» 原文展示

»»

CVPR顶会热词统计

任务:

爬取CVPR2019年所有论文的题目,并提取题目中的关键字,做成按照热度显示大小的热词云。

代码:

爬虫:

# coding=utf-8
import pymysql
import requests
from lxml import etree
 
 
class Spider:
    def __init__(self):
        self.url = "http://openaccess.thecvf.com/CVPR2019.py"
        self.header = {
            "user-agent": "Mozilla/5.0 (Linux; Android 8.0; Pixel 2 Build/OPD3.170816.012) AppleWebKit/537.36 (KHTML, like Gecko) Chrome/80.0.3987.116 Mobile Safari/537.36"}
        self.db = pymysql.connect(host='localhost', port=3306, user='root', passwd='abc456', db='paperdata',
                                  charset='utf8')
        self.cursor = self.db.cursor()
        self.html_list = []
 
    def getHtmlList(self):
        response = requests.get(self.url, headers=self.header)
        html_body = etree.HTML(response.text)
        title = html_body.xpath("//dt[@class='ptitle']/a/@href")
        for item in title:
            self.html_list.append("http://openaccess.thecvf.com/" + item)
 
    def getContent(self, url):
        try:
            response = requests.get(url, headers=self.header)

««

指点与标注条目

»»

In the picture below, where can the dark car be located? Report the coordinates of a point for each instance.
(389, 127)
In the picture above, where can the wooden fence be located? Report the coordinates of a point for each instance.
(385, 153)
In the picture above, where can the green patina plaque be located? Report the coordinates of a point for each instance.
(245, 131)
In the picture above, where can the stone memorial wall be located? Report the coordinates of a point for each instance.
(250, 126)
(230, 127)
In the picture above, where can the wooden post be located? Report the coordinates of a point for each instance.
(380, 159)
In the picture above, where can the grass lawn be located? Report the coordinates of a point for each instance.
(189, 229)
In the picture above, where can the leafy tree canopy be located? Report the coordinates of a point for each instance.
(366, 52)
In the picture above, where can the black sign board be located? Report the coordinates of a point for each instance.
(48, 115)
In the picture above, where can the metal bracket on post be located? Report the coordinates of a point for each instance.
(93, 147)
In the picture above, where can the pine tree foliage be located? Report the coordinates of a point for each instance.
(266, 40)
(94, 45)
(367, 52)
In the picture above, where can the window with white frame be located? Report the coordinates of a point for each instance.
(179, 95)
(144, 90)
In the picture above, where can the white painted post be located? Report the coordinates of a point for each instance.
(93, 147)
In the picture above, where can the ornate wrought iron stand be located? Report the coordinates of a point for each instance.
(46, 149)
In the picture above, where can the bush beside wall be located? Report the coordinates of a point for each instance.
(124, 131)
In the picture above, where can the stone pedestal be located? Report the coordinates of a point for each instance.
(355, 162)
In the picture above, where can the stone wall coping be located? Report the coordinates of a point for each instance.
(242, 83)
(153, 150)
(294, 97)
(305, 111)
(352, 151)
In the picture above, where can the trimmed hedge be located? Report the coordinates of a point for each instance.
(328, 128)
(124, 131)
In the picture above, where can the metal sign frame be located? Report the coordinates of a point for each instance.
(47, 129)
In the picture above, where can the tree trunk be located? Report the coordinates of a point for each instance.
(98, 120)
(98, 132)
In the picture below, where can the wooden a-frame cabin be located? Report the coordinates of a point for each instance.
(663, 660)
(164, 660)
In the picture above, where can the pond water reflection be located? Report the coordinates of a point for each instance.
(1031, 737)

««

» 待完成任务
• 1. 把热词统计短文中从“# coding=utf-8”一直到“charset='utf8')”的这一段重新写出来，并把其中的“Spider”替换成“Crawler”。
• 2. 把条目中从含有“In the picture below, where can the wooden”的那一行起、一直到条目末尾的内容（首尾都算在内）输出为两列 CSV，列名为“请求”和“答案”，每个请求占一行。请求文字和它的答案各放在一个带引号的字段里，其中的换行都改成空格。
热词统计短文和这些条目彼此没有关系。

» 参考答案
• 1.
# coding=utf-8
import pymysql
import requests
from lxml import etree
 
 
class Crawler:
    def __init__(self):
        self.url = "http://openaccess.thecvf.com/CVPR2019.py"
        self.header = {
            "user-agent": "Mozilla/5.0 (Linux; Android 8.0; Pixel 2 Build/OPD3.170816.012) AppleWebKit/537.36 (KHTML, like Gecko) Chrome/80.0.3987.116 Mobile Safari/537.36"}
        self.db = pymysql.connect(host='localhost', port=3306, user='root', passwd='abc456', db='paperdata',
                                  charset='utf8')

• 2.
请求,答案
"In the picture below, where can the wooden a-frame cabin be located? Report the coordinates of a point for each instance.","(663, 660) (164, 660)"
"In the picture above, where can the pond water reflection be located? Report the coordinates of a point for each instance.","(1031, 737)"